**What you have to do**
Transcribe the records exactly from the line with "Accessibility service: describe where the shrub" to the end, both included.

**Raw records**
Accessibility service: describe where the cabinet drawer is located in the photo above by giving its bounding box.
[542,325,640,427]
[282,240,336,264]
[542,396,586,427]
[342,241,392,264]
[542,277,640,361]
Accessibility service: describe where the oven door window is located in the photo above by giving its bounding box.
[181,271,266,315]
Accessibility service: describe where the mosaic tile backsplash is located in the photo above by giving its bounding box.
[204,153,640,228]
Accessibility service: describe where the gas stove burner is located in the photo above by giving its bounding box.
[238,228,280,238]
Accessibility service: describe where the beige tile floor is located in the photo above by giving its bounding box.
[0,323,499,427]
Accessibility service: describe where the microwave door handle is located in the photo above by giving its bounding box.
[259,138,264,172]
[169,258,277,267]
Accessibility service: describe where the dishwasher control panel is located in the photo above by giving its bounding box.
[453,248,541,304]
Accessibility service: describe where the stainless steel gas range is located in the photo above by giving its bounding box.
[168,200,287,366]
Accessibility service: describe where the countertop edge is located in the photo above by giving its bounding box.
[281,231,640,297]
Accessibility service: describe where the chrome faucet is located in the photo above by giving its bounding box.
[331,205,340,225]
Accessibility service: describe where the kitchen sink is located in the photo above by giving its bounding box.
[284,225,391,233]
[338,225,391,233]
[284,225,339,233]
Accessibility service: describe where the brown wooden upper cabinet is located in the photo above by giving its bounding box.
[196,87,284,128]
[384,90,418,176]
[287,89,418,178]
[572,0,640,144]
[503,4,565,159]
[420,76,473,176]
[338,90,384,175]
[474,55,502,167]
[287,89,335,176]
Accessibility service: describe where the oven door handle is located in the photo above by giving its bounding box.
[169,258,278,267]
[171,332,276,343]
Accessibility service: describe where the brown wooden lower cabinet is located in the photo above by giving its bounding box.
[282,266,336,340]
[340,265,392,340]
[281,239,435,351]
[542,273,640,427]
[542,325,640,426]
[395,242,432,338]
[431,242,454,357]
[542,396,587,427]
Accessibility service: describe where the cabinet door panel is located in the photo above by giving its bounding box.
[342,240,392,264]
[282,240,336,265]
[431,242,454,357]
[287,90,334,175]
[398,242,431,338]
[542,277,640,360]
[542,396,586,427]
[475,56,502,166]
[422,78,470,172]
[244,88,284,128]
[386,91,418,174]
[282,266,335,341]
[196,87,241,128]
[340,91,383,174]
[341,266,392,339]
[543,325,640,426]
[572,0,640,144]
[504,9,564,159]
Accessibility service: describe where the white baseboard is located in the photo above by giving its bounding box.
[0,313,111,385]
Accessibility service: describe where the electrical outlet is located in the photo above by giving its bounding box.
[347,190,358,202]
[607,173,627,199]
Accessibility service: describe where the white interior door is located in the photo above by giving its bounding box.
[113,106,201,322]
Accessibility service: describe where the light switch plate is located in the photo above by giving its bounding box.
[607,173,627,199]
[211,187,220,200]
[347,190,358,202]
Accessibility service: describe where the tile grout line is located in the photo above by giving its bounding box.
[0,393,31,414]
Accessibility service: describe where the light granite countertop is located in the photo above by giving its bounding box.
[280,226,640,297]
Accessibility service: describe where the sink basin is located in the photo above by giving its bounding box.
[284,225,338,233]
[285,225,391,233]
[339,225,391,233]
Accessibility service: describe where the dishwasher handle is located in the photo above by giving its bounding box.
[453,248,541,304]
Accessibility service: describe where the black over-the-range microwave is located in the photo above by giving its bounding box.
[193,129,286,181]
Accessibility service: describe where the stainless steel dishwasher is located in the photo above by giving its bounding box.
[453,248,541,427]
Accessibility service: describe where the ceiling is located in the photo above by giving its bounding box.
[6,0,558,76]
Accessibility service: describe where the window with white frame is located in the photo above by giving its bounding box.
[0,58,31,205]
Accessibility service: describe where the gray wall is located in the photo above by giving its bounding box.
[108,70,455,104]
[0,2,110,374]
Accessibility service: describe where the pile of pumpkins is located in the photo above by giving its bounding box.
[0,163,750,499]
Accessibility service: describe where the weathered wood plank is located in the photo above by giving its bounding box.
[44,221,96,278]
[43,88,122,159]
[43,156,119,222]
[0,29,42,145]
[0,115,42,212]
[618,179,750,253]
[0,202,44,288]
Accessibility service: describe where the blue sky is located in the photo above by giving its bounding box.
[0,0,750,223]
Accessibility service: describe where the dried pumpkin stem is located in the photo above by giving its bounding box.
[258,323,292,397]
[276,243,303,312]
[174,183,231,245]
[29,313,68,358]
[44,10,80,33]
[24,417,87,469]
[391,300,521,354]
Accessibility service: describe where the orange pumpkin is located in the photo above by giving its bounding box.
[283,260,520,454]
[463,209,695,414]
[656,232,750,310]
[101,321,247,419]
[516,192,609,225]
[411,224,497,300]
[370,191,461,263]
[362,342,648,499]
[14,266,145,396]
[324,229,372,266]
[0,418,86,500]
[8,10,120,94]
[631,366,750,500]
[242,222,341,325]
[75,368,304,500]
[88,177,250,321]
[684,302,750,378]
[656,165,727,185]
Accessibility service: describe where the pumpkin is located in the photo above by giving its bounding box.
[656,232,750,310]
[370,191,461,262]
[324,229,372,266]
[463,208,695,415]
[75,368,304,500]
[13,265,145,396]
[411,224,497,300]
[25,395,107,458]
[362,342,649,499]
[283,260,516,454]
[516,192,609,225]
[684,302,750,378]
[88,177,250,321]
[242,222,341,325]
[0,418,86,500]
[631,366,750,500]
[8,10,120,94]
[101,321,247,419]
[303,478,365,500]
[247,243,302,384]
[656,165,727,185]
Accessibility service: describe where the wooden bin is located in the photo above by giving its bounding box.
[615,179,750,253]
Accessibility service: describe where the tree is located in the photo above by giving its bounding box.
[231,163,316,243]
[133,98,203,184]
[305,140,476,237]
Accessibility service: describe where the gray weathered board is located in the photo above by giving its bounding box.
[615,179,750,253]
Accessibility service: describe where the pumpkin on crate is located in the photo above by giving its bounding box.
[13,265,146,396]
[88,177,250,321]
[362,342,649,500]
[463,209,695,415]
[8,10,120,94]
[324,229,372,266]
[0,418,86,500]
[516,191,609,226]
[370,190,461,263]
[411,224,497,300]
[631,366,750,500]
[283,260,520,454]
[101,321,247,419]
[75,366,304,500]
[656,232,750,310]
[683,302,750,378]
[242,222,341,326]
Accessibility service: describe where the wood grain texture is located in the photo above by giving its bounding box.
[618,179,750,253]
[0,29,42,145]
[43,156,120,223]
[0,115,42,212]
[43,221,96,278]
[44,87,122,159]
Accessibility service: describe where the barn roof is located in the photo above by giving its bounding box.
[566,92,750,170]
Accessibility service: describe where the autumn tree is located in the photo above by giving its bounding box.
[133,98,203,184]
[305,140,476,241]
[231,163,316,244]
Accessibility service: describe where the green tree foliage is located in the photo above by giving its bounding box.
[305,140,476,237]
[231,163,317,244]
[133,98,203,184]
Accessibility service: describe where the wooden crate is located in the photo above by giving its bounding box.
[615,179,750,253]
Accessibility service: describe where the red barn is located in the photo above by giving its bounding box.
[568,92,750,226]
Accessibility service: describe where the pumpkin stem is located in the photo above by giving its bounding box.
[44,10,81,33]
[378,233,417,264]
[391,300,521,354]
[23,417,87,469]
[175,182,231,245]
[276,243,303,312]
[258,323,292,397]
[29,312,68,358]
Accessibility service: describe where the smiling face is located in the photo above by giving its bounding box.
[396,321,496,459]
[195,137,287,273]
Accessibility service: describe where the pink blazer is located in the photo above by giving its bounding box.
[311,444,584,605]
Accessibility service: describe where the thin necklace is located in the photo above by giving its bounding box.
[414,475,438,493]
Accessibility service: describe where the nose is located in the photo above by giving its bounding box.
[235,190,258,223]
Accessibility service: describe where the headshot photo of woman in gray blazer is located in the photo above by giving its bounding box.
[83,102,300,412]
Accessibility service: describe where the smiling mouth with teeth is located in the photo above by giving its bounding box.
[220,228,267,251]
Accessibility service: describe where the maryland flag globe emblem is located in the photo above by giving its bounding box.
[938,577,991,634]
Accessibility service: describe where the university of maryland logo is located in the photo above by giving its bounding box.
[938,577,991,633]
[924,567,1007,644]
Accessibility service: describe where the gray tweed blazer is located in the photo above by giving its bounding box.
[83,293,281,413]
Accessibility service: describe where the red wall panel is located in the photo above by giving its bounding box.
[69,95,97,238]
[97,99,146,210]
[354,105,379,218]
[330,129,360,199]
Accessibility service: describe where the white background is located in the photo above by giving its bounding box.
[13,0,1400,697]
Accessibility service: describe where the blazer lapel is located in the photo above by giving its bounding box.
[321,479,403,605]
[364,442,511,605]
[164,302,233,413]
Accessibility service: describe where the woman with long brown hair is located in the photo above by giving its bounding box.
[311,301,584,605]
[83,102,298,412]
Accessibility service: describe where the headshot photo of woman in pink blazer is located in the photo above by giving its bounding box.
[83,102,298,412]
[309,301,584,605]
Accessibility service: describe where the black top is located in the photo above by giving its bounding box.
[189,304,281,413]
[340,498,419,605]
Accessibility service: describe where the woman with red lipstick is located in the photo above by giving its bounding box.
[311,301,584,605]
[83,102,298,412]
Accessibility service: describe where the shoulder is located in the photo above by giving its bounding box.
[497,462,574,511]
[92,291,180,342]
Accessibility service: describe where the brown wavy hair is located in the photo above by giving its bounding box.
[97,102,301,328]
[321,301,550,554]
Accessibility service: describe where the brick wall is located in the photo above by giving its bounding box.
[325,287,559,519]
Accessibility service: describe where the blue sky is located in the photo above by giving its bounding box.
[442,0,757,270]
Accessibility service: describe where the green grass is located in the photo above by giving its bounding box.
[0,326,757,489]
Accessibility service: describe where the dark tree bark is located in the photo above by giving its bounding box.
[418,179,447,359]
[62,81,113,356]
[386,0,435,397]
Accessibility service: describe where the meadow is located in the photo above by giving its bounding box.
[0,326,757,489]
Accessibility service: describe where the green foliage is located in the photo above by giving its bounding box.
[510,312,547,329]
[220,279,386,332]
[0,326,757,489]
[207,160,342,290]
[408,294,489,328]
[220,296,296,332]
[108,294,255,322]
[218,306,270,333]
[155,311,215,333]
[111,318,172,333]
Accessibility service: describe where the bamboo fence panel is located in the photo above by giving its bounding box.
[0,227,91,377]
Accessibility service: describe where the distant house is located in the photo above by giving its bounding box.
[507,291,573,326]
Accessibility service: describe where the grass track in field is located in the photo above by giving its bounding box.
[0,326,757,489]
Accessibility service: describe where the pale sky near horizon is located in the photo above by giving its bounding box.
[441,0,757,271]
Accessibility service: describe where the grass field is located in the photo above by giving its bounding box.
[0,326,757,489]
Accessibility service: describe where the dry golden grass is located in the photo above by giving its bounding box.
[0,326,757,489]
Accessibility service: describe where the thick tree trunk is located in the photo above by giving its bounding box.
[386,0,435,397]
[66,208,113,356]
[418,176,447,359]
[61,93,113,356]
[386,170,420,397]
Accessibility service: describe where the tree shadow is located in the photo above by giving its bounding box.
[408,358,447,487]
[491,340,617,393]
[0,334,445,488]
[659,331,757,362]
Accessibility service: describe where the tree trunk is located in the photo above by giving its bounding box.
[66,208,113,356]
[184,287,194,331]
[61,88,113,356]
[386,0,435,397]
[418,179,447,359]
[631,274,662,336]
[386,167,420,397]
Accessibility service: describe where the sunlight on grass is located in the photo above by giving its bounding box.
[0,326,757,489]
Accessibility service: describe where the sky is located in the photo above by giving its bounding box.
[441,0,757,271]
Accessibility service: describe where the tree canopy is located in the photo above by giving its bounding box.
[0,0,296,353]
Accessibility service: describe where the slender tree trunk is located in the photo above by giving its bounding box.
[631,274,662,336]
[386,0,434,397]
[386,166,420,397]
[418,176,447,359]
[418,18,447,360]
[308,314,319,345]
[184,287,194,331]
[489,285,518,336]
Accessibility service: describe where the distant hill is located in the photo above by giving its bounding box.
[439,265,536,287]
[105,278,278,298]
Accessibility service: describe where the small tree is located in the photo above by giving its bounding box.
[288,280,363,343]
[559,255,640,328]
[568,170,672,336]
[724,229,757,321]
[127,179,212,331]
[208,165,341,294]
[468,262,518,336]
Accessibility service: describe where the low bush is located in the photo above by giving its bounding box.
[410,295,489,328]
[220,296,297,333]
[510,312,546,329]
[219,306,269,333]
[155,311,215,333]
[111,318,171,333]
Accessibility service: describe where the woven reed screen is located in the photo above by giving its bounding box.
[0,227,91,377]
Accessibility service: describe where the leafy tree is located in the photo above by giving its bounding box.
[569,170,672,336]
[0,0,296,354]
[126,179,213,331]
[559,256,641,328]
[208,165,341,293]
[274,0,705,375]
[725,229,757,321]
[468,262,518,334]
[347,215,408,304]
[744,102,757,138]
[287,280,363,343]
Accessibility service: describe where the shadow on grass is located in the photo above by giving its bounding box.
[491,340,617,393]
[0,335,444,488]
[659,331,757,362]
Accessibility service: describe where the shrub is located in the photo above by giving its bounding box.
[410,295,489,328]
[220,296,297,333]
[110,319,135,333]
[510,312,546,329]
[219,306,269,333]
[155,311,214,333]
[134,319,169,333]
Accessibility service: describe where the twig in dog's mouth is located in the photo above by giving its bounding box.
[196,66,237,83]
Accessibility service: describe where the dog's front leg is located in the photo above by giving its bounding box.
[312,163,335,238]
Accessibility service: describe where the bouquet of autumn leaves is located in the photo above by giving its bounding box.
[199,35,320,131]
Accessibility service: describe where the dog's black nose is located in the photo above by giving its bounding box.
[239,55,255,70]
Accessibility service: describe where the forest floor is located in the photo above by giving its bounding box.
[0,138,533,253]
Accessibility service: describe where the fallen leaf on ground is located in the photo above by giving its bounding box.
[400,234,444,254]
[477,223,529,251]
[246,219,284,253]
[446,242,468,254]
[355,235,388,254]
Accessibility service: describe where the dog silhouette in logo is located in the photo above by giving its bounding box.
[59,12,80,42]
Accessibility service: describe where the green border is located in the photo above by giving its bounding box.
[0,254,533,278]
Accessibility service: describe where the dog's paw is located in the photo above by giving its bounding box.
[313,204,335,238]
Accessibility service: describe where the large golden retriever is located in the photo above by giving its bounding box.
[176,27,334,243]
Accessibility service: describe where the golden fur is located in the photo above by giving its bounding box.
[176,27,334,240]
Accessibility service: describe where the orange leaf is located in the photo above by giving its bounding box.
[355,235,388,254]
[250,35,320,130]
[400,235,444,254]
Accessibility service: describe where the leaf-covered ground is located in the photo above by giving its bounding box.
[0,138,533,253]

**Output of the exercise**
Accessibility service: describe where the shrub is located in the photo above by giving its bounding box.
[410,295,489,328]
[220,296,297,333]
[110,319,135,333]
[510,312,546,329]
[219,306,269,333]
[155,311,214,333]
[134,319,169,333]
Accessibility service: describe where the twig in dog's mouth is located in the photo above by giving its bounding box.
[196,66,237,83]
Accessibility service: describe where the dog's front leg is located in the photo above by giving its bounding box.
[312,163,335,238]
Accessibility service: describe where the bouquet of autumn leaves is located in the photo above by giving its bounding box.
[199,35,320,131]
Accessibility service: describe where the dog's black nose is located in the photo above by giving its bounding box.
[239,55,255,70]
Accessibility service: describe where the forest floor is located in the photo above by giving its bounding box.
[0,138,533,253]
Accessibility service: describe where the fallen leaf on ground is located in the photo above by giving its bounding box.
[400,234,444,254]
[477,223,529,251]
[246,219,284,253]
[446,242,468,254]
[355,235,388,254]
Accessibility service: describe where the dog silhouette in logo is located in the photo above by giving its bounding box.
[59,12,80,42]
Accessibility service: describe where the green border is located in the photo above by giving its bounding box.
[0,254,533,278]
Accessibility service: describe where the dog's paw is located in the photo above by giving its bounding box.
[313,204,335,238]
Accessibility service: describe where the large golden retriever is located in the photo above by giving its bounding box.
[176,27,334,243]
Accessibility service: describe where the golden fur is located in the photo above by giving its bounding box.
[176,27,334,240]
Accessibility service: describe where the orange leaf is located in the photo above by giving its bounding box.
[355,235,388,254]
[250,35,320,130]
[400,235,444,254]
Accessibility service: describe where the leaf-covered ground is located in the photo above by giving its bounding box.
[0,138,533,253]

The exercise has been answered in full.